_THE PROBLEM_
Please put every line of the listing below into a numbered list, leaving out any blank lines.

Collection entries
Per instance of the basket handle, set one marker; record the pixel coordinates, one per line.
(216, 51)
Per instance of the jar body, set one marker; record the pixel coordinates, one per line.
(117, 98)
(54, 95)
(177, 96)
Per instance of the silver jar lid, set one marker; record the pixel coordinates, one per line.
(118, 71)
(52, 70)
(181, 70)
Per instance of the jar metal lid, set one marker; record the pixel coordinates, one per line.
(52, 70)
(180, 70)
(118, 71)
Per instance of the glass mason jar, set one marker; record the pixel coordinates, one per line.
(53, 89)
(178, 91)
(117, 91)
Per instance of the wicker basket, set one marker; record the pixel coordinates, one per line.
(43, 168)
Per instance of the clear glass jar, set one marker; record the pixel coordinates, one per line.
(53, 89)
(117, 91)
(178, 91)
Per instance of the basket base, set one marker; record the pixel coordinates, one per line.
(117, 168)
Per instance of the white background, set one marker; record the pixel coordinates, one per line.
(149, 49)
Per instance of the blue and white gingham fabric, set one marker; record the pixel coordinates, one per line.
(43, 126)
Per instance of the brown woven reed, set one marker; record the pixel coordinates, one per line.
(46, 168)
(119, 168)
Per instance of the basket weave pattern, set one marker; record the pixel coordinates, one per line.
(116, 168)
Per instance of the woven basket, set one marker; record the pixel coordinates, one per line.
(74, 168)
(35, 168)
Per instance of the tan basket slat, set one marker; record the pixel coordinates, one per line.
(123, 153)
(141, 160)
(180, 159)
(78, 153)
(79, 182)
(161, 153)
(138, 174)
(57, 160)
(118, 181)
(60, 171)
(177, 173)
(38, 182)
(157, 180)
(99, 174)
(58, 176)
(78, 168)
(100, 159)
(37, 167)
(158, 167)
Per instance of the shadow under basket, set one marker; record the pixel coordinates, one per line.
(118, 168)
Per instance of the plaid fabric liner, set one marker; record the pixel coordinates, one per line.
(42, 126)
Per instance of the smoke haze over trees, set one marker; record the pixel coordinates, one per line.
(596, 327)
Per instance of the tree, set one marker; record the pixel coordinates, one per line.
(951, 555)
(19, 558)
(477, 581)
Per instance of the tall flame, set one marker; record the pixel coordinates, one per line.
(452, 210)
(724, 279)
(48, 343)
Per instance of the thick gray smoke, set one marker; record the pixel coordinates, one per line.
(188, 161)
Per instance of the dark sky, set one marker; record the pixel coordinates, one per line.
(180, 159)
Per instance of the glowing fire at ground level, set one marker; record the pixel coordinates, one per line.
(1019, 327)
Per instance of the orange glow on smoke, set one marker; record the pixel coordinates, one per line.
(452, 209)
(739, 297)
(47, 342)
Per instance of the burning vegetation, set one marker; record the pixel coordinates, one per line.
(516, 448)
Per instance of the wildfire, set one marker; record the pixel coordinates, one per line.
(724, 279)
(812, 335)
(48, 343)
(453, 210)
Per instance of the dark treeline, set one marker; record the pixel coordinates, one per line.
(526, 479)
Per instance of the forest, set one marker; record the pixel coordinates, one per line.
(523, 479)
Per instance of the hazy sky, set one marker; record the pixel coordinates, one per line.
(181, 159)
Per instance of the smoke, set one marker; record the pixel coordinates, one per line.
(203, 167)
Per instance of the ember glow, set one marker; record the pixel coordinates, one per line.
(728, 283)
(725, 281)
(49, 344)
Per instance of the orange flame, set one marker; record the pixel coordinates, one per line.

_EXERCISE RESPONSE_
1. Per instance of the basket handle, set one marker; record the pixel coordinates, one per line.
2. (216, 51)
3. Per instance of the jar body, set one marker; record the pixel coordinates, one per line.
4. (117, 98)
5. (54, 95)
6. (177, 96)
7. Per instance of the silver jar lid, set one marker; record the pixel coordinates, one per line.
8. (118, 71)
9. (52, 70)
10. (181, 70)
11. Per instance of the jar metal lid, set one marker; record the pixel coordinates, one per line.
12. (52, 70)
13. (180, 70)
14. (118, 71)
15. Per instance of the glass mason jar, set one marker; record the pixel coordinates, one per line.
16. (53, 89)
17. (178, 91)
18. (117, 91)
19. Per instance of the wicker basket, set one marker; record the pixel coordinates, one per line.
20. (43, 168)
21. Per instance of the clear glass jar, set one marker; record the pixel coordinates, one per line.
22. (53, 89)
23. (117, 91)
24. (178, 91)
25. Per instance of the basket base, set one marker; record the pixel coordinates, one per line.
26. (117, 168)
27. Per instance of the white background, set one marker; record the pixel coordinates, one per line.
28. (149, 49)
29. Per instance of the blue and white gingham fabric, set one marker; record the pixel coordinates, one per line.
30. (43, 126)
31. Per instance of the brown woven reed, set one marker; record the pixel coordinates, one per line.
32. (46, 168)
33. (119, 168)
34. Per instance of the basket weave pattern, set one marker; record the pixel coordinates, one per line.
35. (116, 168)
36. Per instance of the woven basket, set one marker; record the pixel coordinates, one per line.
37. (74, 168)
38. (35, 168)
39. Per instance of the tan basket slat, set one marker; record the pixel coordinates, one per line.
40. (123, 153)
41. (141, 160)
42. (180, 159)
43. (78, 153)
44. (79, 182)
45. (161, 153)
46. (138, 174)
47. (57, 160)
48. (118, 181)
49. (60, 171)
50. (177, 173)
51. (38, 182)
52. (157, 180)
53. (99, 174)
54. (58, 176)
55. (78, 168)
56. (100, 159)
57. (37, 167)
58. (158, 167)
59. Per instance of the shadow under basket, set one marker; record the pixel coordinates, one per line.
60. (118, 168)
61. Per instance of the plaid fabric liner, set one marker; record the pixel coordinates, one per line.
62. (42, 126)
63. Per instance of the smoke haze over trees, set one marker; record the pixel coordinates, one per line.
64. (596, 327)
65. Per instance of the tree, set one marker; record the pixel coordinates, one per line.
66. (951, 555)
67. (19, 558)
68. (477, 581)
69. Per instance of the tall flame, set one marker; record the pixel coordinates, one per line.
70. (452, 210)
71. (724, 279)
72. (48, 343)
73. Per instance of the thick gray smoke, set one marker; record the pixel coordinates, one per line.
74. (188, 161)
75. Per instance of the dark sky, set one marker; record the pixel coordinates, one per line.
76. (180, 159)
77. Per instance of the glowing fire at ground level, set one marker; record the pixel coordinates, one per line.
78. (1019, 327)
79. Per instance of the orange glow on smoke, set one marker; record the pixel coordinates, one per line.
80. (452, 209)
81. (739, 297)
82. (47, 342)
83. Per instance of the burning vegetation, set one marker; record the pixel coordinates, one per line.
84. (516, 448)
85. Per instance of the wildfire, set one marker; record the pixel coordinates, one per line.
86. (724, 279)
87. (812, 335)
88. (48, 343)
89. (453, 210)
90. Per instance of the dark treeline, set one marker; record the pixel coordinates, one per line.
91. (526, 479)
92. Per instance of the forest, set one marker; record the pixel coordinates, one per line.
93. (523, 479)
94. Per instance of the hazy sky, set one marker; record the pixel coordinates, one per line.
95. (181, 159)
96. Per instance of the smoke, set one marker; record the pixel coordinates, one per line.
97. (203, 167)
98. Per instance of the ember glow, set one marker; record the pixel coordinates, one per line.
99. (728, 283)
100. (725, 281)
101. (49, 344)
102. Per instance of the orange flame, set one marker; record the pixel coordinates, one per line.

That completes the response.